Task description:
Render each line of the items below as a Markdown table with two columns, Row and Line. Number the rows in order and leave out blank lines.

Information provided:
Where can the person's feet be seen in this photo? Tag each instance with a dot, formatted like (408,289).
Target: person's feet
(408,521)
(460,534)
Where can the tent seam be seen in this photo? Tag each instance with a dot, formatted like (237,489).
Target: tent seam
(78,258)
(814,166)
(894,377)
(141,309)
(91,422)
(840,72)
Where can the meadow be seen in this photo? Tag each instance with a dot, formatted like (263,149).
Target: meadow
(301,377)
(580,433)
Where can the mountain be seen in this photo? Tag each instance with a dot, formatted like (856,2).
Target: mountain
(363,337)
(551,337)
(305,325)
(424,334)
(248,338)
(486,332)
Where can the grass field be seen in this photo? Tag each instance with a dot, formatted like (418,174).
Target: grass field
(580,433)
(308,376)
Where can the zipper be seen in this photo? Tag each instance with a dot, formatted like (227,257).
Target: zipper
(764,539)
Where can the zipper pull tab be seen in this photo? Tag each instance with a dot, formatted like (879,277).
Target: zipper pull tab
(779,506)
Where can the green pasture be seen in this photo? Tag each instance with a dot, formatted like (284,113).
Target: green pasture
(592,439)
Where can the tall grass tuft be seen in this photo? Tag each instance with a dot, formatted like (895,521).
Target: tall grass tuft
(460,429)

Task result:
| Row | Line |
|---|---|
| 1 | Where can the person's feet be seen in this photo? Tag each instance with a dot, formatted like (408,289). |
| 2 | Target: person's feet |
| 3 | (408,521) |
| 4 | (460,534) |
| 5 | Where can the tent seam be seen in this photo? Tag each instance with a dot, formatted like (237,489). |
| 6 | Target: tent seam |
| 7 | (78,258) |
| 8 | (814,166) |
| 9 | (894,377) |
| 10 | (141,309) |
| 11 | (91,422) |
| 12 | (840,72) |
| 13 | Where can the meadow be seen in this photo? Tag each instance with a dot, formatted like (263,149). |
| 14 | Target: meadow |
| 15 | (301,377) |
| 16 | (580,433) |
| 17 | Where can the mountain be seen in this photo? Tag each instance with a dot, formatted like (856,2). |
| 18 | Target: mountain |
| 19 | (363,337) |
| 20 | (551,337) |
| 21 | (305,325) |
| 22 | (424,334) |
| 23 | (248,338) |
| 24 | (486,332) |
| 25 | Where can the grass field be seen in this photo? Tag each instance with a dot, formatted like (418,174). |
| 26 | Target: grass field |
| 27 | (580,433) |
| 28 | (308,376) |
| 29 | Where can the zipper be seen in this photo? Tag each instance with a dot, formatted like (227,257). |
| 30 | Target: zipper |
| 31 | (764,539) |
| 32 | Where can the zipper pull tab be seen in this photo? Tag each instance with a dot, formatted like (879,277). |
| 33 | Target: zipper pull tab |
| 34 | (779,506) |
| 35 | Where can the green pasture be seen in this photo? Tag each instance with a dot, formatted like (284,113). |
| 36 | Target: green pasture |
| 37 | (592,439) |
| 38 | Where can the tall grass tuft be seen in this photo? Tag each instance with a dot, formatted like (895,521). |
| 39 | Target: tall grass tuft |
| 40 | (460,429) |